[TO DO] Would you copy the full listing that follows without changing a thing?
*** Begin section ***
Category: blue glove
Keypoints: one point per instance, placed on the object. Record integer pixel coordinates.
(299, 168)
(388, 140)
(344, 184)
*** End section ***
[EXERCISE ANSWER]
Category: blue glove
Keypoints: one point per instance, placed on the object. Record integer pixel coordinates.
(299, 168)
(388, 140)
(344, 184)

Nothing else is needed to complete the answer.